The rapidity with which the disease spread among the fugitives from Gaffa, and in the cities visited by their ships, is despairingly narrated by De Mussis, who, returning in one of the ships to Genoa, says: “After landing we entered our homes. Inasmuch as a grave disease had befallen us, and of the thousands that journeyed with us scarcely ten remained, the relatives, friends and neighbors hastened to greet us. Woe to us who brought with us the darts of death, who scattered the deadly poison through the breath of our words.” According to this writer 40,000 died in Genoa, leaving scarcely a seventh of the original population. Venice was said to have lost 100,000, Naples 60,000, Sienna 70,000, Florence 100,000. All told, Italy lost half of its population.

Of the contemporaneous writers none has printed the horrors of the plague more vividly than does Boccaccio in his introduction to the ‘Decameron.’

“What magnificent dwellings, what notable palaces were then depopulated to the last person! What families extinct! What riches and vast possessions left, and no known heir to inherit! What numbers of both sexes in the prime and vigor of youth, whom in the morning either Galen, Hippocrates, or Æsculapius himself but would have declared in perfect health, after dining with their friends here have supped with their departed friends in the other world!”

From Marseilles the plague spread through Provence with disastrous results. In some monasteries not even a single survivor was left. In one of these Petrarch’s brother buried thirty-four of his companions. At Avignon, the seat of the Pope, 1,800 deaths occurred in three days. In Paris more than fifty thousand died of the plague.

In England the black death appeared in August, 1348, and continued till the autumn of 1349, when it disappeared. London, which at that time probably had a population of 45,000, had a mortality of about 20,000. No exact statement can be made of the relative mortality in England, although many undoubtedly extravagant guesses are recorded by contemporaneous writers.

--------------------

_Exercises to complete_
a – According to the plague passage, how many deaths occurred at Avignon in three days?
b – Please retype the plague passage between "From Marseilles the" and "by contemporaneous writers.", inclusive.

_Material provided_
--------------------

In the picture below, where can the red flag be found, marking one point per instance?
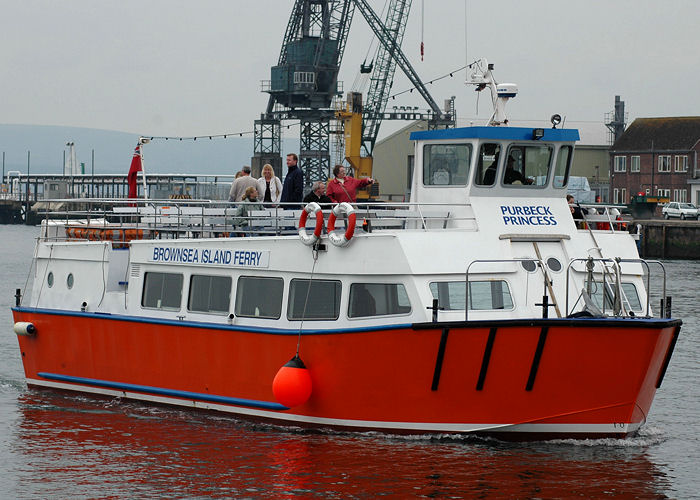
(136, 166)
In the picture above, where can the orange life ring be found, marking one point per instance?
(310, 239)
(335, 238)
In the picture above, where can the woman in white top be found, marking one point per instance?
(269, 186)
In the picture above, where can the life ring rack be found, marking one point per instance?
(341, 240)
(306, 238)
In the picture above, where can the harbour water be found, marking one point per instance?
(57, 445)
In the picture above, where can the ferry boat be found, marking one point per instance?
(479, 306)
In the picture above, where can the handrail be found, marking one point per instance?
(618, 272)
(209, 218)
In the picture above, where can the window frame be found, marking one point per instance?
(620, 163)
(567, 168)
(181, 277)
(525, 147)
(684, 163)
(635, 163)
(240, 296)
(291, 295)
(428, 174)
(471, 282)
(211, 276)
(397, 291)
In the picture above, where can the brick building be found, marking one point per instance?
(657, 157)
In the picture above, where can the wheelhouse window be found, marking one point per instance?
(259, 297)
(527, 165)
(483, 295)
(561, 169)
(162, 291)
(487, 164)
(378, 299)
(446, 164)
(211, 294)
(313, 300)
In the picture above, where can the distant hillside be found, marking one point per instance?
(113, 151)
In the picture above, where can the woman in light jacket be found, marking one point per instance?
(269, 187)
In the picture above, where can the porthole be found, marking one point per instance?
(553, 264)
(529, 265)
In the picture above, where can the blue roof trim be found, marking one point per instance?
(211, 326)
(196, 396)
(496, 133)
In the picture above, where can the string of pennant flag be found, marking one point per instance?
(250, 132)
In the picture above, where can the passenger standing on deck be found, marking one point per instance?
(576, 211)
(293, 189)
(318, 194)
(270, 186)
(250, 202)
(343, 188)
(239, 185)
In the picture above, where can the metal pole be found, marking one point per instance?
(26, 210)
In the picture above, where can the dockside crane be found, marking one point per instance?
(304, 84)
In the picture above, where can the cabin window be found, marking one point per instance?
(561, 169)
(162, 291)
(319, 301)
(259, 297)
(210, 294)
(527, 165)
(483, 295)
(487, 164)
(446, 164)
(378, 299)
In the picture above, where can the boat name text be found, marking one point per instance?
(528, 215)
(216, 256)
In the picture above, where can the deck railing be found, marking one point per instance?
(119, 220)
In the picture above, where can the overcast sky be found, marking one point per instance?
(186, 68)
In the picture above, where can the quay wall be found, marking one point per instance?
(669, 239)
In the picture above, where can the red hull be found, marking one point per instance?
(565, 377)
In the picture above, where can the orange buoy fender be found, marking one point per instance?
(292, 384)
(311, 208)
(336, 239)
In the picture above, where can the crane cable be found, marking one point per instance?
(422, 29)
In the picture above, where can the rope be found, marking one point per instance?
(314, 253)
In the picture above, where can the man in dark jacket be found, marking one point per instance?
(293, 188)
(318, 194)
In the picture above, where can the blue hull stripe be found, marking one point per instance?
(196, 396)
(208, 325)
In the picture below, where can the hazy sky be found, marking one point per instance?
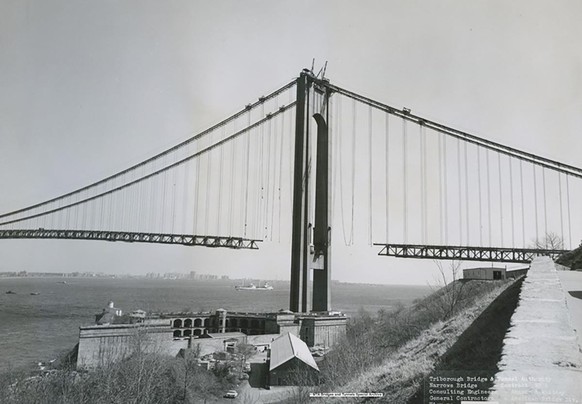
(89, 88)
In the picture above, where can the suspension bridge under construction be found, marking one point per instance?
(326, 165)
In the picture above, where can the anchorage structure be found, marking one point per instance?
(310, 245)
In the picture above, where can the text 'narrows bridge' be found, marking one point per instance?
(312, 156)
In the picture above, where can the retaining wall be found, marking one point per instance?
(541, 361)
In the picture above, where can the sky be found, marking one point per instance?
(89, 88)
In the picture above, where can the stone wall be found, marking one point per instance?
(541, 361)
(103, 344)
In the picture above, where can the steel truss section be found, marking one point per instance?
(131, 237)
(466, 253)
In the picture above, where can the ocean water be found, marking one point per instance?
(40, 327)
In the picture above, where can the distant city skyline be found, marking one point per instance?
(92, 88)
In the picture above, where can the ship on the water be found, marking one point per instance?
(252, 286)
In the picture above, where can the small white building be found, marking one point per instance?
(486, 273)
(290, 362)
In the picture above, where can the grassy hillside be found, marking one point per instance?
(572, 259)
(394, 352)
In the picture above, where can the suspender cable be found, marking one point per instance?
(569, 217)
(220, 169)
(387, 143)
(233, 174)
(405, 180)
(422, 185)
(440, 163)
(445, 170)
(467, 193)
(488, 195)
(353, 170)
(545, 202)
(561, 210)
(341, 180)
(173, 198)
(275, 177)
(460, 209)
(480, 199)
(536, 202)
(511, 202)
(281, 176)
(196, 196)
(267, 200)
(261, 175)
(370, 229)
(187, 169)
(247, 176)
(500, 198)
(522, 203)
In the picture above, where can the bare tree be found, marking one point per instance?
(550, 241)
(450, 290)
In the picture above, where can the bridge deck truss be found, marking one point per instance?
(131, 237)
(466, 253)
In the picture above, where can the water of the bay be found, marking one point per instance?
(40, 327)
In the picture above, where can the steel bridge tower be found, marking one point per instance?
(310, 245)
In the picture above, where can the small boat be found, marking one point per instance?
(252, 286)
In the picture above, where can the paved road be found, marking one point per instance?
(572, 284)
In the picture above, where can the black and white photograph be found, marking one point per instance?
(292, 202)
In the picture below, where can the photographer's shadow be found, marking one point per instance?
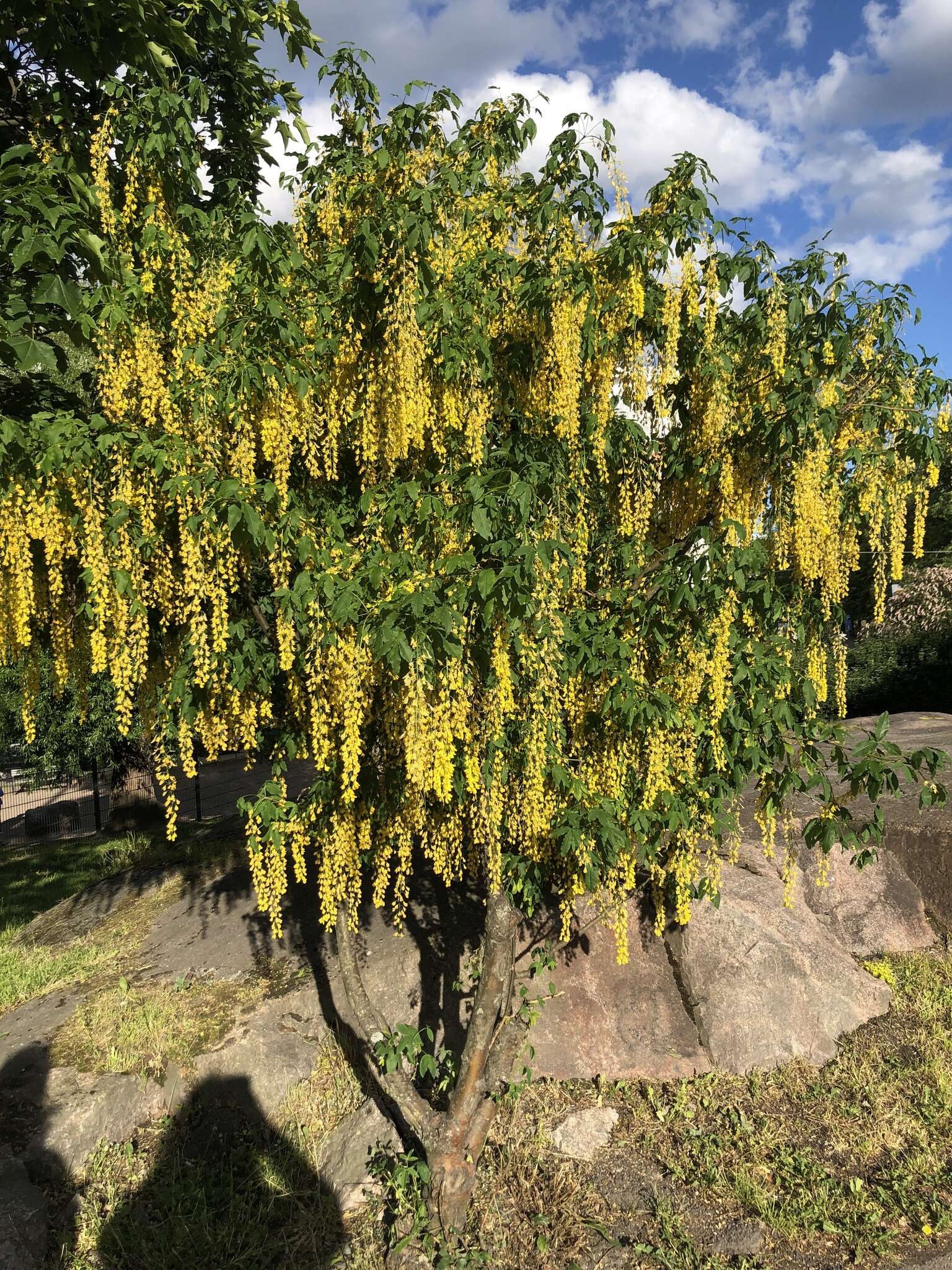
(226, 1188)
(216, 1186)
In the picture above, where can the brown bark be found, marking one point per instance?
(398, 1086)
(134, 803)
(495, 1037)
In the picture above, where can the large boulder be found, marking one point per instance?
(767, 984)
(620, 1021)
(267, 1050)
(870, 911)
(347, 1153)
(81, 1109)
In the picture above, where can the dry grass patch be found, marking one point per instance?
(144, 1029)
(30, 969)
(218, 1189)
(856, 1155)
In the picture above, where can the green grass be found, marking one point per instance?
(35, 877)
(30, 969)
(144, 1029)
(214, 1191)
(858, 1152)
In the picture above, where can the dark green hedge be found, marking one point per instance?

--------------------

_Task-by-task solutions_
a – 1,800

b –
From Marseilles the plague spread through Provence with disastrous results. In some monasteries not even a single survivor was left. In one of these Petrarch’s brother buried thirty-four of his companions. At Avignon, the seat of the Pope, 1,800 deaths occurred in three days. In Paris more than fifty thousand died of the plague.

In England the black death appeared in August, 1348, and continued till the autumn of 1349, when it disappeared. London, which at that time probably had a population of 45,000, had a mortality of about 20,000. No exact statement can be made of the relative mortality in England, although many undoubtedly extravagant guesses are recorded by contemporaneous writers.